Copy out all of the entries below without any change.

## INPUT FOR THIS TASK
-----

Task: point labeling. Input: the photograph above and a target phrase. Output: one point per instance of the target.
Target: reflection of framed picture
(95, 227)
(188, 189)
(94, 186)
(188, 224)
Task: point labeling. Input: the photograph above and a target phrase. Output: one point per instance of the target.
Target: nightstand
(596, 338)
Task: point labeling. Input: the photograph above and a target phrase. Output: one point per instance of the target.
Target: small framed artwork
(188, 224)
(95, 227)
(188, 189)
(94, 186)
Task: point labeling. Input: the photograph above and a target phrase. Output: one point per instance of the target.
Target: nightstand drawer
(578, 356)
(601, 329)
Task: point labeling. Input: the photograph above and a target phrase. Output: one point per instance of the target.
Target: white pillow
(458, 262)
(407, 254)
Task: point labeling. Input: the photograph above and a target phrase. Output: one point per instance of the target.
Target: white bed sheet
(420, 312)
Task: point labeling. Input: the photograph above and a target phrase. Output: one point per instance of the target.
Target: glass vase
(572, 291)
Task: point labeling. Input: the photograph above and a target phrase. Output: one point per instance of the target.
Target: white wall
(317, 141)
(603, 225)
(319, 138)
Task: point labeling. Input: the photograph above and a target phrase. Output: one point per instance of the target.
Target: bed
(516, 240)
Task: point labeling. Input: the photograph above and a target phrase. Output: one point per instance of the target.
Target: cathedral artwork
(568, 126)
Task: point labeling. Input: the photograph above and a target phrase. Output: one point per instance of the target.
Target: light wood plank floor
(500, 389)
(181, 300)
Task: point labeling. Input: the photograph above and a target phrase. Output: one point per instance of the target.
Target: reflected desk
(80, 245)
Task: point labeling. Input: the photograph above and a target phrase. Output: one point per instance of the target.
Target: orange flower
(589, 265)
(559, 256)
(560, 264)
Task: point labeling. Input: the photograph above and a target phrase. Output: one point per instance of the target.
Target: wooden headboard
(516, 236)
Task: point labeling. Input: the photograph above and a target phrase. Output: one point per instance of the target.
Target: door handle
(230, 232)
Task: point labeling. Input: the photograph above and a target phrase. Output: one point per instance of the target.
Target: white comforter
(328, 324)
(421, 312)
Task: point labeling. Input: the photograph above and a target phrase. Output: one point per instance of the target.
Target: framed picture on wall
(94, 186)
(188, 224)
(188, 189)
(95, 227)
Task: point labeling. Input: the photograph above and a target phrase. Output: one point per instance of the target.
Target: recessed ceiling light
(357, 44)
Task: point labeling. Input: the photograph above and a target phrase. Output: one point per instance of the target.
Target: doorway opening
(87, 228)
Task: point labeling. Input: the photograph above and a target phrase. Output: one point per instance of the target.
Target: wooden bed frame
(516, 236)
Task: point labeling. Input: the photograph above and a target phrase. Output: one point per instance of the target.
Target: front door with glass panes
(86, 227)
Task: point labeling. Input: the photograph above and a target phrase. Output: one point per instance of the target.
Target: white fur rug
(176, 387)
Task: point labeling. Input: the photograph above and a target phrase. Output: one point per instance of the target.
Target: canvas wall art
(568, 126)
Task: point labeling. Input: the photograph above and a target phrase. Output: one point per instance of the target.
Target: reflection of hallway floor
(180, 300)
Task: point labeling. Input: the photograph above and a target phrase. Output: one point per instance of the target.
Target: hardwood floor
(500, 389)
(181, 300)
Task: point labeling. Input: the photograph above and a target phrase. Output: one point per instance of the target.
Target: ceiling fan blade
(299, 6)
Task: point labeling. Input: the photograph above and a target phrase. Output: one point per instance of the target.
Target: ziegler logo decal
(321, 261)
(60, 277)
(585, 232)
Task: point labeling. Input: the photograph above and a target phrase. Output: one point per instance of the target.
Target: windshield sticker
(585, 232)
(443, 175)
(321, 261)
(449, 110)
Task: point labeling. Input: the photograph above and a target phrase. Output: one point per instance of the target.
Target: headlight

-----

## OUTPUT OF THE TASK
Task: point labeling. Input: the photograph above and a target phrase. Output: one point per instance of the target.
Target: reflection of framed picture
(95, 227)
(188, 189)
(94, 186)
(188, 224)
Task: point labeling. Input: the photograph above and a target phrase. Output: one point per instance of the target.
Target: nightstand
(596, 338)
Task: point labeling. Input: the photograph above and a target phrase. Output: one point per instance of the target.
Target: small framed artwork
(188, 224)
(95, 227)
(188, 189)
(94, 186)
Task: point labeling. Input: the photograph above and a target phrase. Output: one point per instance of the target.
Target: nightstand drawer
(578, 356)
(601, 329)
Task: point labeling. Input: the photograph above and a target phrase. Output: one point per instance of the target.
Target: white pillow
(458, 262)
(407, 254)
Task: point labeling. Input: the photograph above and a target phrase. Output: one point per instance of the target.
Target: white bed sheet
(420, 312)
Task: point labeling. Input: the photograph above and a target phrase. Output: one point per instance of the target.
Target: glass vase
(572, 291)
Task: point labeling. Input: the photograph above and a target phrase. Output: one point per instance of the target.
Target: white wall
(317, 141)
(603, 225)
(319, 138)
Task: point labeling. Input: the photograph above and a target phrase. Output: one point per instance of the target.
Target: bed
(516, 240)
Task: point labeling. Input: the photograph above and a target phrase. Output: one point per instance of the target.
Target: cathedral artwork
(568, 126)
Task: point labeling. Input: the photograph above and a target phrase. Output: one point per instance of the target.
Target: light wood plank floor
(500, 389)
(181, 300)
Task: point labeling. Input: the photograph above and a target phrase. Output: one point per instance of the target.
Target: reflected desk
(80, 245)
Task: point labeling. Input: the photograph above and a target phrase. Output: one point per instance of the target.
Target: orange flower
(589, 265)
(559, 256)
(560, 264)
Task: point labeling. Input: the photograph above and a target phrase. Output: one point per instance of the target.
Target: wooden headboard
(516, 236)
Task: point labeling. Input: the photograph above and a target phrase. Output: one point per instance of the target.
Target: door handle
(230, 232)
Task: point labeling. Input: the photograph above and a target phrase. Output: one point per instance of the target.
Target: white comforter
(328, 324)
(421, 312)
Task: point labeling. Input: the photograph above and a target phrase. Output: one point per instance of the target.
Target: framed picture on wall
(94, 186)
(188, 224)
(188, 189)
(95, 227)
Task: point labeling. Input: the photograph above and a target phrase. Output: one point per instance of the target.
Target: recessed ceiling light
(357, 44)
Task: point labeling. Input: the photograph above and a target phrase. Output: one point per instance of the target.
Target: doorway opening
(87, 228)
Task: point labeling. Input: the photograph above and a target phrase. Output: one point per instance of the target.
Target: wooden bed frame
(516, 236)
Task: point labeling. Input: the photograph above and a target phrase. Output: one point per instance of the target.
Target: front door with glass panes
(86, 227)
Task: point labeling. Input: the photograph above and a target phrase. Output: one point per instance of the target.
Target: white fur rug
(176, 387)
Task: point labeling. Input: the photograph above and a target phrase. Output: one point per instance of the target.
Target: canvas wall art
(568, 126)
Task: point labeling. Input: the photograph above and a target phrase. Output: one point per instance of the target.
Target: reflection of hallway floor
(180, 300)
Task: point labeling. Input: the photograph above and a target phrase. Output: one point per instance of the target.
Target: hardwood floor
(500, 389)
(181, 300)
Task: point labeling. Input: the photograph above and a target phrase. Output: one point per instance of the target.
Target: ceiling fan blade
(299, 6)
Task: point labeling. Input: the photograph above and a target phrase. Output: one point per instance of the target.
Target: ziegler logo decal
(321, 261)
(60, 277)
(585, 232)
Task: point labeling. Input: the photograph above and a target phrase. Output: one point per instance of the target.
Target: windshield sticker
(585, 232)
(443, 175)
(321, 261)
(449, 110)
Task: point labeling. Input: the photograph above and a target phrase. Output: one point per instance of the target.
Target: headlight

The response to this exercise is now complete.